## [Task prompt]
Give the data a second time, exactly and in full.

## [Exercise input]

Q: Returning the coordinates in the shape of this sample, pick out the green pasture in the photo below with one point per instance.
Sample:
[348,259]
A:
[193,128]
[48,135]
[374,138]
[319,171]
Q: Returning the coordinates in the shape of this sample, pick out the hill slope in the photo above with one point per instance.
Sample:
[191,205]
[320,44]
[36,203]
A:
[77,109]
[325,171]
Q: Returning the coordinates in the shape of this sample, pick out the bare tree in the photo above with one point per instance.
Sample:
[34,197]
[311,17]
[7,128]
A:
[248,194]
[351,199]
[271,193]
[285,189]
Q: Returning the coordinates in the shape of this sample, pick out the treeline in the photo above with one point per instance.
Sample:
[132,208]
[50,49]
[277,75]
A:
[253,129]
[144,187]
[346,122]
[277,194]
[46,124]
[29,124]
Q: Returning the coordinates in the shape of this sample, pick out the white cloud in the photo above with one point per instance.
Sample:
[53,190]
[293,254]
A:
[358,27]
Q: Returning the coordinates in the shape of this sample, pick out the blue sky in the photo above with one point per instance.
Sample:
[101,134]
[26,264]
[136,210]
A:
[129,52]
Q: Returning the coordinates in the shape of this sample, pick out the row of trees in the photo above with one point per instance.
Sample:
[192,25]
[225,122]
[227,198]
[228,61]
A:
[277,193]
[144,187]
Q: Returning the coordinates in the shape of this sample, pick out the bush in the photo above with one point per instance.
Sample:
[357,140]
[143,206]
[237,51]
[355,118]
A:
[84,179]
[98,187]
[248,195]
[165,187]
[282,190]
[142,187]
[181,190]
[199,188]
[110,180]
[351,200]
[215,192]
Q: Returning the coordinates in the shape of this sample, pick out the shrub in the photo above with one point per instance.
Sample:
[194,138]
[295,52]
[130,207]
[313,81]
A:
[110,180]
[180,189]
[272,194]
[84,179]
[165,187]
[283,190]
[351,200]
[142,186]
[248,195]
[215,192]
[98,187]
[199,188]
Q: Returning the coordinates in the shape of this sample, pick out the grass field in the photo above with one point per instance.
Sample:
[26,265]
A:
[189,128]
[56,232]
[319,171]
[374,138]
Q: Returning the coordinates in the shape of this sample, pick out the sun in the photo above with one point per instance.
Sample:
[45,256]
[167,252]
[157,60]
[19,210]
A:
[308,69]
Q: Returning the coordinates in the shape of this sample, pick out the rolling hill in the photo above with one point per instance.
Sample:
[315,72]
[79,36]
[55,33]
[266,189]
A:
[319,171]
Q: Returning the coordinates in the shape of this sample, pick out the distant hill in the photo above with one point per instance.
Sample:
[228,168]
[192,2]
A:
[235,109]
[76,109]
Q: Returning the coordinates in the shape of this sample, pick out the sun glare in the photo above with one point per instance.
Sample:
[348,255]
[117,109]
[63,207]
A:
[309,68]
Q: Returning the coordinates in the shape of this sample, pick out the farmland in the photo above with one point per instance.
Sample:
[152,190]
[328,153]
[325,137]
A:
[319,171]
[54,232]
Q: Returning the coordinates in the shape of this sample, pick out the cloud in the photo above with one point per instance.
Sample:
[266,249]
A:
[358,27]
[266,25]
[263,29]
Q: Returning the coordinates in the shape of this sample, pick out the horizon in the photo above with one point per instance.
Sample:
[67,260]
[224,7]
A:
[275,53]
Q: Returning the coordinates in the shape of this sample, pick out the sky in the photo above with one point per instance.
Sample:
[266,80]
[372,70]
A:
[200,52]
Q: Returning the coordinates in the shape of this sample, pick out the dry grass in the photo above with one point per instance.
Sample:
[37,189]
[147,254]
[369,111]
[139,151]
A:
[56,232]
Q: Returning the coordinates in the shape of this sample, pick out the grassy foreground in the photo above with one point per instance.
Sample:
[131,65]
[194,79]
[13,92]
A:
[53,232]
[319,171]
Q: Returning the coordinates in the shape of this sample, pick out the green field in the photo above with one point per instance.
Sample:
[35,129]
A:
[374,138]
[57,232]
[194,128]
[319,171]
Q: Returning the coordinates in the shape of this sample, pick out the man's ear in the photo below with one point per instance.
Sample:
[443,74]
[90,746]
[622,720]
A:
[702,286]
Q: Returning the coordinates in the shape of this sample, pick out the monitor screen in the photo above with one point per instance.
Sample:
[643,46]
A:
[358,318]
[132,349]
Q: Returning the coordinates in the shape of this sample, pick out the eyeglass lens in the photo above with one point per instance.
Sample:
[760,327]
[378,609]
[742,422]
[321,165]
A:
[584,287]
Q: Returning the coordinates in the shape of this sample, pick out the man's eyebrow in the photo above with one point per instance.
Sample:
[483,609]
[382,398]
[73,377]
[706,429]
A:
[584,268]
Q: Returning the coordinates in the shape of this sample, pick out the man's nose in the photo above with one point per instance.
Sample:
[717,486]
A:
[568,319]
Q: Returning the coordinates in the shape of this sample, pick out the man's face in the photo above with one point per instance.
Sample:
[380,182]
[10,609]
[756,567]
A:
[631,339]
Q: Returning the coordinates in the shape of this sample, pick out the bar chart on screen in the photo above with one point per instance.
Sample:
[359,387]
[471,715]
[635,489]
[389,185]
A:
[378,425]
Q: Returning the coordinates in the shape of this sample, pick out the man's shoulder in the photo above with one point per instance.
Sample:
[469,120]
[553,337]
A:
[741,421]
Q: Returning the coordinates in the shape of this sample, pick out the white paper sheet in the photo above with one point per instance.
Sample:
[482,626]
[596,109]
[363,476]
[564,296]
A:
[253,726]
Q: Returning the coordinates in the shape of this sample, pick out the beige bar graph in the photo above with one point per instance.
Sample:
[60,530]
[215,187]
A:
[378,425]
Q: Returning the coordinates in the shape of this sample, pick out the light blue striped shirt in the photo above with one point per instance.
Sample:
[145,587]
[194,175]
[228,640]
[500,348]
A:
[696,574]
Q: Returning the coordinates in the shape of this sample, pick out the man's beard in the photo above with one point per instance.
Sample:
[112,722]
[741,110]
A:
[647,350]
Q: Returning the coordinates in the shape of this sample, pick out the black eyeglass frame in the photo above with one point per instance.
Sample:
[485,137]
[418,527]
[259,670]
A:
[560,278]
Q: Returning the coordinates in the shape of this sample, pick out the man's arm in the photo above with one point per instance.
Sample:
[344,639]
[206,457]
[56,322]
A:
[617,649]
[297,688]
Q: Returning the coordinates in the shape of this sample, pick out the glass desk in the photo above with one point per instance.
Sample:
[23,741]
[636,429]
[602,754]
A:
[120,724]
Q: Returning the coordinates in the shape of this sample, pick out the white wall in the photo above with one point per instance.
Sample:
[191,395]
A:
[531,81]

## [Result for this task]
Q: Returning the coordinates in the shape of this sample, pick out the green pasture in the photo below with one point per instance.
Sample:
[348,259]
A:
[193,128]
[48,135]
[374,138]
[319,171]
Q: Returning the coordinates in the shape of this sample, pick out the hill slope in the photo above with one point per instance.
Sample:
[191,205]
[320,44]
[36,203]
A:
[77,109]
[325,171]
Q: Returning the coordinates in the shape of this sample, pick out the bare tree in the photo above with one point per instance.
Sample:
[34,197]
[311,17]
[7,128]
A:
[248,194]
[351,199]
[271,193]
[285,189]
Q: Returning the coordinates in the shape of this sample, pick out the treeline in the photo above with one point per instance.
Sample:
[132,208]
[50,49]
[277,75]
A:
[253,129]
[144,187]
[346,122]
[277,194]
[46,124]
[29,124]
Q: Returning the coordinates in the shape of this sample, pick out the white cloud in the photo above with one point per instance.
Sample:
[53,190]
[293,254]
A:
[358,27]
Q: Returning the coordinates in the shape of this sample, pick out the blue sky in the photo above with one point per instance.
Sample:
[101,134]
[26,264]
[136,210]
A:
[129,52]
Q: Returning the coordinates in the shape of this sample, pick out the row of trees in the photo above with one point per instance.
Sample:
[192,25]
[225,122]
[227,198]
[228,61]
A:
[277,193]
[144,187]
Q: Returning the coordinates in the shape of this sample, pick out the bush in the photo above with one point per instance.
Sample:
[357,140]
[143,206]
[237,51]
[355,118]
A:
[84,179]
[98,187]
[248,195]
[165,187]
[282,190]
[142,187]
[181,190]
[199,188]
[110,180]
[351,200]
[215,192]
Q: Returning the coordinates in the shape of this sample, pick out the shrub in the photo above with one point per instance.
Sample:
[194,138]
[295,52]
[130,207]
[313,81]
A:
[110,180]
[180,189]
[272,194]
[84,179]
[165,187]
[283,190]
[351,200]
[142,186]
[248,195]
[215,192]
[98,187]
[199,188]
Q: Returning the coordinates in the shape of this sample, pick out the grass field in the photo above with one point per instance.
Sample:
[26,265]
A:
[189,128]
[56,232]
[319,171]
[374,138]
Q: Returning the coordinates in the shape of this sample, pick out the sun in the photo above with one point per instance.
Sample:
[45,256]
[167,252]
[157,60]
[19,210]
A:
[308,69]
Q: Returning the coordinates in the shape of this sample, pick out the rolling hill in the photo above with one point per instance.
Sample:
[315,72]
[79,36]
[55,33]
[266,189]
A:
[319,171]
Q: Returning the coordinates in the shape of this sample, pick out the distant hill in the photo above with one point per instance.
Sample:
[228,168]
[192,2]
A:
[235,109]
[76,109]
Q: Returning the coordinates in the shape of this sample, pick out the sun glare in the photo above with one point per instance.
Sample:
[348,255]
[117,109]
[63,207]
A:
[309,68]
Q: Returning the coordinates in the shape of this sample, pick out the farmland in the photo above with one point per instance.
Sample:
[152,190]
[328,153]
[325,137]
A:
[319,171]
[54,232]
Q: Returning the coordinates in the shape of this sample, pick out the cloud in the photo above with one point per instance.
Sample:
[266,249]
A:
[358,27]
[266,25]
[263,29]
Q: Returning the coordinates in the shape of this sample, pick out the horizon in the photo above with one point per instance.
Sample:
[67,260]
[224,7]
A:
[275,53]
Q: Returning the coordinates in the shape of this sample, pick out the sky in the photo above with one point per instance.
Sample:
[266,80]
[372,70]
A:
[200,52]
Q: Returning the coordinates in the shape of this sample, pick out the dry grass in the photo above with one point per instance.
Sample:
[37,189]
[147,254]
[369,111]
[139,151]
A:
[56,232]
Q: Returning the coordinates in the shape of this sample, pick out the grassy foreground in the photo above with one point per instance.
Sample:
[131,65]
[194,79]
[13,92]
A:
[53,232]
[319,171]
Q: Returning the coordinates in the shape of this sample, pick out the green field in the photo above with one point per instance.
Sample:
[35,129]
A:
[374,138]
[57,232]
[194,128]
[319,171]
Q: Returning the coordinates in the shape of this sample, pick out the man's ear in the photo below with one point per instance.
Sample:
[443,74]
[90,746]
[622,720]
A:
[702,286]
Q: Returning the coordinates in the shape of this sample, pick out the monitor screen in the photo above with one point per instance.
Sample:
[643,46]
A:
[358,318]
[132,349]
Q: Returning the coordinates in the shape of this sample, pick out the eyeglass lens in the photo above with one point per instance.
Sample:
[760,327]
[378,609]
[742,422]
[321,165]
A:
[584,287]
Q: Returning the coordinates in the shape of this sample, pick out the man's eyebrow in the photo above with one point per instance.
Sample:
[483,609]
[382,398]
[73,377]
[706,429]
A:
[584,268]
Q: Returning the coordinates in the shape of this sample, pick out the man's nose in the photo above with one point per instance.
Sample:
[717,486]
A:
[568,319]
Q: Returning the coordinates in the shape of this sample, pick out the man's face in the photo above with one point per instance.
Sample:
[380,182]
[10,609]
[756,567]
A:
[631,339]
Q: Returning the coordinates in the shape of this sample, pick out the bar chart on screen in the photo above with one point per instance.
Sample:
[359,387]
[471,715]
[635,489]
[389,185]
A:
[378,425]
Q: Returning the coordinates in the shape of this sample, pick out the man's shoulder in the photo above with one point per instance.
Sample:
[469,120]
[553,337]
A:
[741,421]
Q: Returning the coordinates in the shape of this sample, pick out the white paper sheet in the photo above with one point per instance.
Sample:
[482,626]
[596,109]
[363,476]
[564,296]
A:
[253,726]
Q: Returning the coordinates in the shape of this sample, pick out the beige bar graph in the photo above with one point per instance.
Sample:
[60,530]
[215,187]
A:
[378,425]
Q: Returning the coordinates in the shape of this sample, pick out the light blue striped shirt in the photo above with one point per instance.
Sample:
[145,587]
[194,175]
[228,640]
[500,348]
A:
[696,574]
Q: Returning the coordinates in the shape of this sample, pick out the man's beard in the photo above with one point per instance.
Sample:
[112,722]
[741,110]
A:
[647,350]
Q: Returning the coordinates in the shape of this sample, pick out the black eyeglass frame in the photo above with one point per instance.
Sample:
[485,137]
[418,527]
[259,670]
A:
[560,278]
Q: Returning the coordinates in the shape of this sample, pick out the man's arm in the photo above with one point per instance.
Sample:
[344,639]
[206,457]
[56,322]
A:
[617,649]
[297,688]
Q: Returning the coordinates in the shape of this sample, pick out the glass desk in the photo above with one point per instance.
Sample:
[23,741]
[636,429]
[602,754]
A:
[120,724]
Q: Returning the coordinates in the shape of this sample, pick out the white wall in the photo above with one point per instance.
Sample:
[191,395]
A:
[531,81]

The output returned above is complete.